# WHAT THE TASK REQUIRES:
Show every line of the material that contains the word "folding", copied in full. Only matches with the same capitalization count.

# ROWS:
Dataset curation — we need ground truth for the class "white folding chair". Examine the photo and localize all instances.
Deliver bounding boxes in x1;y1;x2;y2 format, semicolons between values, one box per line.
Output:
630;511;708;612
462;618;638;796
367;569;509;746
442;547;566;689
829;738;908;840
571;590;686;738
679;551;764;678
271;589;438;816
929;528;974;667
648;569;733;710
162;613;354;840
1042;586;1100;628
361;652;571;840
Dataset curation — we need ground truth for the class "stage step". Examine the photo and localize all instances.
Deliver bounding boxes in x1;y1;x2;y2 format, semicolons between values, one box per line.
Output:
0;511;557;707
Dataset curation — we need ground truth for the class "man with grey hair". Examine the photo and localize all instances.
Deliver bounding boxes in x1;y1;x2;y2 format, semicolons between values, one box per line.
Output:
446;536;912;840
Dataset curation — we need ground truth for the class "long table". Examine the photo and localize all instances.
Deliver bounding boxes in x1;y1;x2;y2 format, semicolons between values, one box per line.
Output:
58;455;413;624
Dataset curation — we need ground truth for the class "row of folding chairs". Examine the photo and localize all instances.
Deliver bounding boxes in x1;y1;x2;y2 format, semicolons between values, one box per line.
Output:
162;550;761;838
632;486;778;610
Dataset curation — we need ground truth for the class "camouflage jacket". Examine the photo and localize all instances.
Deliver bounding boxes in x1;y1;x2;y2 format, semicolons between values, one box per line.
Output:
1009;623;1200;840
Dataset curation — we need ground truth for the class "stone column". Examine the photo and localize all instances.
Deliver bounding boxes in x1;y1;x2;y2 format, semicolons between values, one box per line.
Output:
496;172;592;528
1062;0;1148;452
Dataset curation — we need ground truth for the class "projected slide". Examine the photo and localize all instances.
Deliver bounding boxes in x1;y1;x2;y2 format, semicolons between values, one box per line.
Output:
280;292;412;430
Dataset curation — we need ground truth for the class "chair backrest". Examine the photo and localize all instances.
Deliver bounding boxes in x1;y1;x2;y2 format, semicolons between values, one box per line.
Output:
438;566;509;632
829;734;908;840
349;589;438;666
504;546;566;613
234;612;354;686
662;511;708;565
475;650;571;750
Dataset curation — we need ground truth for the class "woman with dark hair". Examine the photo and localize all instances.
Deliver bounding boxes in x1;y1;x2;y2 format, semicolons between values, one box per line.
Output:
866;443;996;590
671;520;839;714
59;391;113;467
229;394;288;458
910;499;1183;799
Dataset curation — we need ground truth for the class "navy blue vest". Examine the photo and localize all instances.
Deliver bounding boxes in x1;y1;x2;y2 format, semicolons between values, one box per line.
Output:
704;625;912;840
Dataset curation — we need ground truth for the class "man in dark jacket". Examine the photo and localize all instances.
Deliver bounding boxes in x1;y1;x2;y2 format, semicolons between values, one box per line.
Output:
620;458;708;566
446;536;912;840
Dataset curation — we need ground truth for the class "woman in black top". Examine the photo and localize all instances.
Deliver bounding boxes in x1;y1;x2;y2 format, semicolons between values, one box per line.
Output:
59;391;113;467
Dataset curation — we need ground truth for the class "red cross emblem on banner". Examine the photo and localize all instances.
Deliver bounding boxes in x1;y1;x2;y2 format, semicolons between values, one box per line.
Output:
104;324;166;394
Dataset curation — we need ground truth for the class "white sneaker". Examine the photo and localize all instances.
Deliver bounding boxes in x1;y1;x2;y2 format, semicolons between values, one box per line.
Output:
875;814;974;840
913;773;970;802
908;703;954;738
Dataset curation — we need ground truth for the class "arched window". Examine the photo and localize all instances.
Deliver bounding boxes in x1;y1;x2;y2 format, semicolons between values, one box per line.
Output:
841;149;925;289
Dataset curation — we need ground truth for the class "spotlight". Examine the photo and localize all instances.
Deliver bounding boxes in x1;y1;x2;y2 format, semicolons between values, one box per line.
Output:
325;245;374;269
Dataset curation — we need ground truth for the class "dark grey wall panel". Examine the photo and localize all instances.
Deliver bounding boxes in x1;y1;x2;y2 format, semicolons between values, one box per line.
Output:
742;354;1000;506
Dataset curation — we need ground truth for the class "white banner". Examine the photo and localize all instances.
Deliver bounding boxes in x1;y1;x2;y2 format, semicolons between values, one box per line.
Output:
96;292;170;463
---
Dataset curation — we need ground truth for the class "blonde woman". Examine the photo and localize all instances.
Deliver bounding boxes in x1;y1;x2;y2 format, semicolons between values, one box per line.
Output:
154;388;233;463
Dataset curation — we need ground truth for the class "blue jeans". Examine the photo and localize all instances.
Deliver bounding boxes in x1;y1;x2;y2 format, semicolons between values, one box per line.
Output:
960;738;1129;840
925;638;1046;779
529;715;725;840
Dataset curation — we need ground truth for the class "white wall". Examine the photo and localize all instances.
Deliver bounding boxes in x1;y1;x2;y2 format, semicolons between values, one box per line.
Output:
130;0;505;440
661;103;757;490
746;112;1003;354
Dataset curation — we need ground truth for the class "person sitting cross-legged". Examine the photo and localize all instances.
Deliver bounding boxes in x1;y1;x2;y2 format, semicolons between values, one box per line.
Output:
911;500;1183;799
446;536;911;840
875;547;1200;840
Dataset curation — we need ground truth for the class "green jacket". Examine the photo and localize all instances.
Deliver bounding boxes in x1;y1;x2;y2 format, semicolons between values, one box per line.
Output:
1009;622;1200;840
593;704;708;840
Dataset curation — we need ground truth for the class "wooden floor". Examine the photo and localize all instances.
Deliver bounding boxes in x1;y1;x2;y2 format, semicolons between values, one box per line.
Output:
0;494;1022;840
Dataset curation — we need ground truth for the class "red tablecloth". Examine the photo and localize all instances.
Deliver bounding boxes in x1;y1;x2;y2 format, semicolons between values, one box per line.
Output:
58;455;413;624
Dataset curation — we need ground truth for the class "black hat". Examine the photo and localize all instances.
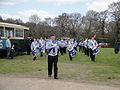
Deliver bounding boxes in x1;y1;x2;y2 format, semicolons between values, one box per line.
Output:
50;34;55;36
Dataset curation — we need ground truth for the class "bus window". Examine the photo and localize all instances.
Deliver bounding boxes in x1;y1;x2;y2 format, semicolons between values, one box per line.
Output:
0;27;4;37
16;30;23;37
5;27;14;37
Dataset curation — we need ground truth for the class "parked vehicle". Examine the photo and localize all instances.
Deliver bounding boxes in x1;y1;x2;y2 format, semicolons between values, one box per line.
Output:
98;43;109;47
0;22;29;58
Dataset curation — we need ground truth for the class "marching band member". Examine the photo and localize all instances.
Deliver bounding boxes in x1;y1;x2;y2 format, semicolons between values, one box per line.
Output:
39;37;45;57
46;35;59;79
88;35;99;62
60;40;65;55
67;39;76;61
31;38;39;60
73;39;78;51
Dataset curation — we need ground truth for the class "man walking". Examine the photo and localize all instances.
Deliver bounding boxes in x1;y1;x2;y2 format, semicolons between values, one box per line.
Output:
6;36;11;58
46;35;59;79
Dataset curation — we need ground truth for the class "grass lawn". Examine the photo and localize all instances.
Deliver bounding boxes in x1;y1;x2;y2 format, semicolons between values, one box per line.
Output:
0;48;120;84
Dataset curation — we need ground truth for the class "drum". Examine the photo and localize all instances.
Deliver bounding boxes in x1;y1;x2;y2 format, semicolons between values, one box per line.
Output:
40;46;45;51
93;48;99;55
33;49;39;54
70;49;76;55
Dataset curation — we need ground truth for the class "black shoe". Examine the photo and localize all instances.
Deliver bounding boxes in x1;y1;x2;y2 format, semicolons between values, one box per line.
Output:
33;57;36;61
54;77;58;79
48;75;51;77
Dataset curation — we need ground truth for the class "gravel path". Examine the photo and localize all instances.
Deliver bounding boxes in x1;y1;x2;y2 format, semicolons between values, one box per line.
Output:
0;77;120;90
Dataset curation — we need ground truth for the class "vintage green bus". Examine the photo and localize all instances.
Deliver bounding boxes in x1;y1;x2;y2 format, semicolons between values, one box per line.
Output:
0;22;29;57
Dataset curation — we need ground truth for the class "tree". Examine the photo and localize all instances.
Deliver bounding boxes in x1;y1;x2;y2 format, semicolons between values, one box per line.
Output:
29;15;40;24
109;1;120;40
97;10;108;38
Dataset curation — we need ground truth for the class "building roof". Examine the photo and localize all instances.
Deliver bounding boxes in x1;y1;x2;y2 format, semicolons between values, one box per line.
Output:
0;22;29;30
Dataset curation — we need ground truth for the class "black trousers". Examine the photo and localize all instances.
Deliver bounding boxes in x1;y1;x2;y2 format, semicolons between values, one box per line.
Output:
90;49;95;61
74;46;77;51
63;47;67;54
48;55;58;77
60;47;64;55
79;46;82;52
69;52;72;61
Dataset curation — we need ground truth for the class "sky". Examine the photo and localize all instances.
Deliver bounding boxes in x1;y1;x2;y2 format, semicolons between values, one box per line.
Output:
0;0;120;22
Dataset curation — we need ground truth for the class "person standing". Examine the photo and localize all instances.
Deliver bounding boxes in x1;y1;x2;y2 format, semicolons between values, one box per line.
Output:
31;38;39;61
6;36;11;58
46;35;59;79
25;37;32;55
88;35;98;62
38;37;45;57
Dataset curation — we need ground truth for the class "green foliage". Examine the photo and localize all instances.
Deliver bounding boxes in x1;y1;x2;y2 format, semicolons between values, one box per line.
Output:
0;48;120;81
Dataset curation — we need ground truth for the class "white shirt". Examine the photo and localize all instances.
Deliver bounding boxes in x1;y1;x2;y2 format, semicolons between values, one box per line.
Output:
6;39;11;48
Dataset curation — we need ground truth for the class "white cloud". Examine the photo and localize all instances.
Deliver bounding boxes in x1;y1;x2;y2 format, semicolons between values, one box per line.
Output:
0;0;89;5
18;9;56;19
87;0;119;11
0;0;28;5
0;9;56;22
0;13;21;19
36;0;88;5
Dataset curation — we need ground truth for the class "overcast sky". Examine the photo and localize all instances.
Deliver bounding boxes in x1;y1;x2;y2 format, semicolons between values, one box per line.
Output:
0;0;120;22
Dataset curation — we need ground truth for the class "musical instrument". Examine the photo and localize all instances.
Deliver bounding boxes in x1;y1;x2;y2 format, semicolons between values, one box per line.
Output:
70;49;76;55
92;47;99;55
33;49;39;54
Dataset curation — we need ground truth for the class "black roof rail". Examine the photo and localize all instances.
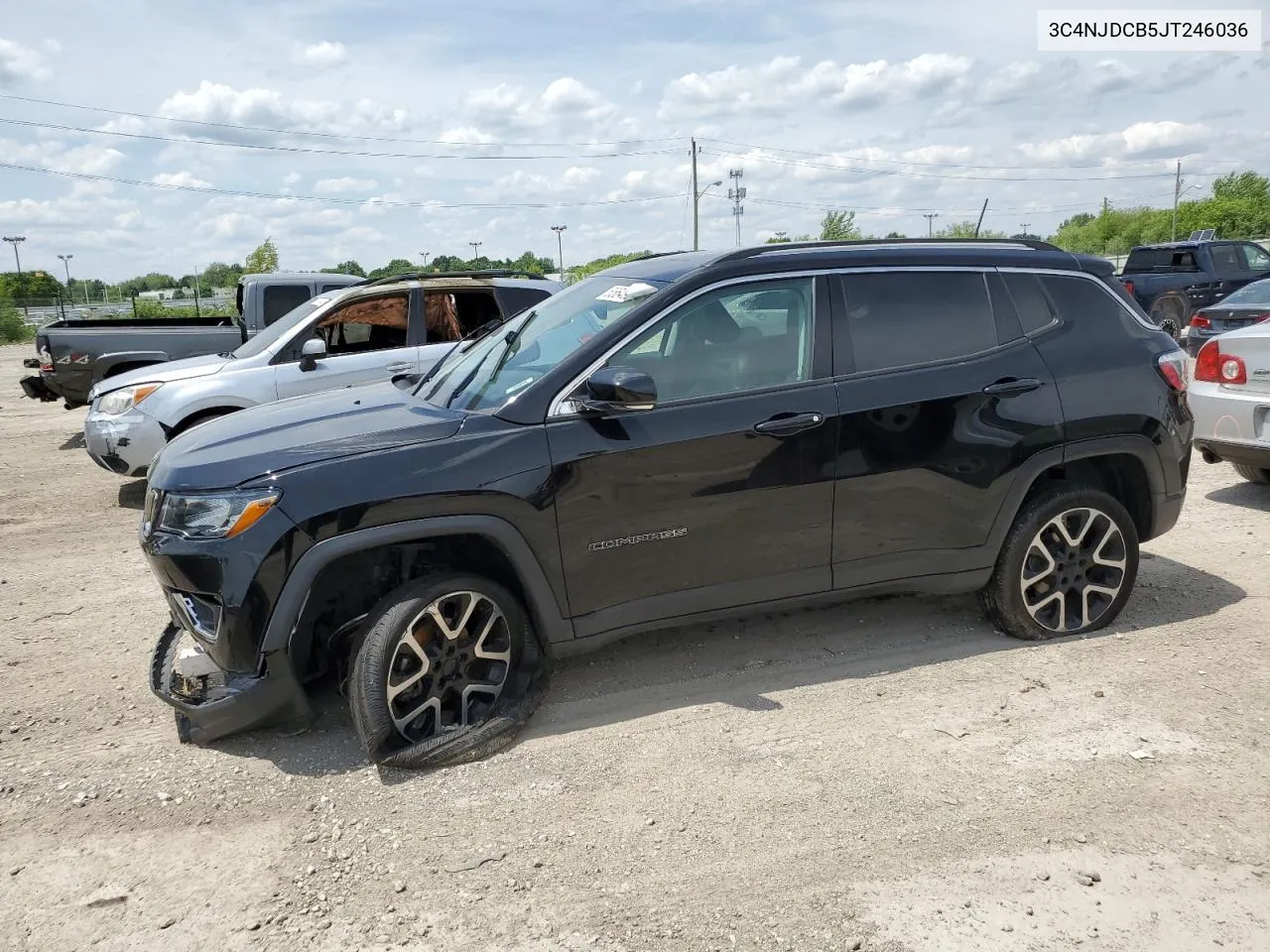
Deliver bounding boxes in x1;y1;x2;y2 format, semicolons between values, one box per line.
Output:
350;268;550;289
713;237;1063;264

# TASK OUTPUT:
Dataset curation — we need ground truth for the class "white folding chair". Examine the photo and localize all instances.
Dataset curation — we need ground truth for the class "row of folding chairs". Examine the photo and localize all instances.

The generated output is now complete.